# Wood/Coal Furnace Identification - Energy Tech



## pconn171 (Nov 29, 2007)

I cannot find any information on wood furnace that I have in my basement.  I want to get the unit running, but I may need some parts for it.  I'm assuming the company is either out of business or has been bought out by someone, but regardless, I need to find someone that may still support the product.  My information on the unit is as follows:
The door is labeled "Energy Tech"
The label has the following:
Energy Conservation and Technology Corporation
Model 8020
Fuel: wood/coal

That's all I can remember, but I believe the label also mentioned that the company was in Wisconsin and the unit was built in 1981.  Any help is appreciated.  Thank you.


----------



## Gooserider (Dec 1, 2007)

pconn171 said:
			
		

> I cannot find any information on wood furnace that I have in my basement.  I want to get the unit running, but I may need some parts for it.  I'm assuming the company is either out of business or has been bought out by someone, but regardless, I need to find someone that may still support the product.  My information on the unit is as follows:
> The door is labeled "Energy Tech"
> The label has the following:
> Energy Conservation and Technology Corporation
> ...

════

=== WHAT THE TASK ASKS ===
Continue the forum thread about identifying the Energy Tech wood/coal furnace from the point where it stops.

=== DATA EXTRACT ===
════

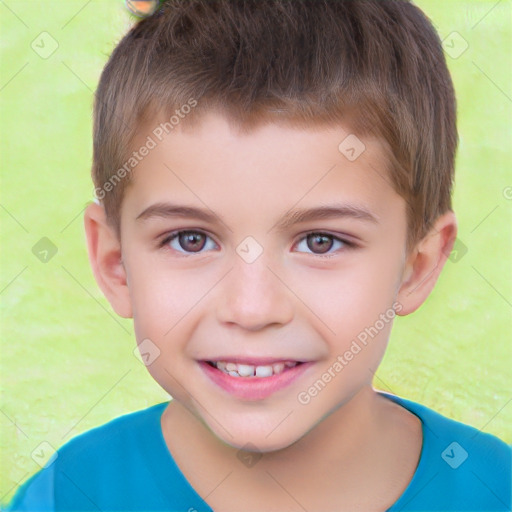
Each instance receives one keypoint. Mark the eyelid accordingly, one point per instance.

════

=== EXERCISE OUTPUT ===
It might help if you can post some pictures of the label and the unit itself, especially any distinguishing parts like the door, firebox setup, stuff like that...

Gooserider


----------



## derbygreg (Dec 1, 2007)

I am pretty sure the 8020 stands for 80 percent wood 20 percent coal.

get pics posted like gooserider says


----------



## dhower (Dec 31, 2007)

I also have the same Energy Tech unit hooked up as an add-on wood furnance Installed prior to 1982 by the prior owner of the house. I can not find any info on the comapny. The HVAC company who installed it is still in business in washington pa. I talked with the parts dept guy about replacement grates but they were no help (I want to burn anthricite in mine) If you have any questions on your unit let me know.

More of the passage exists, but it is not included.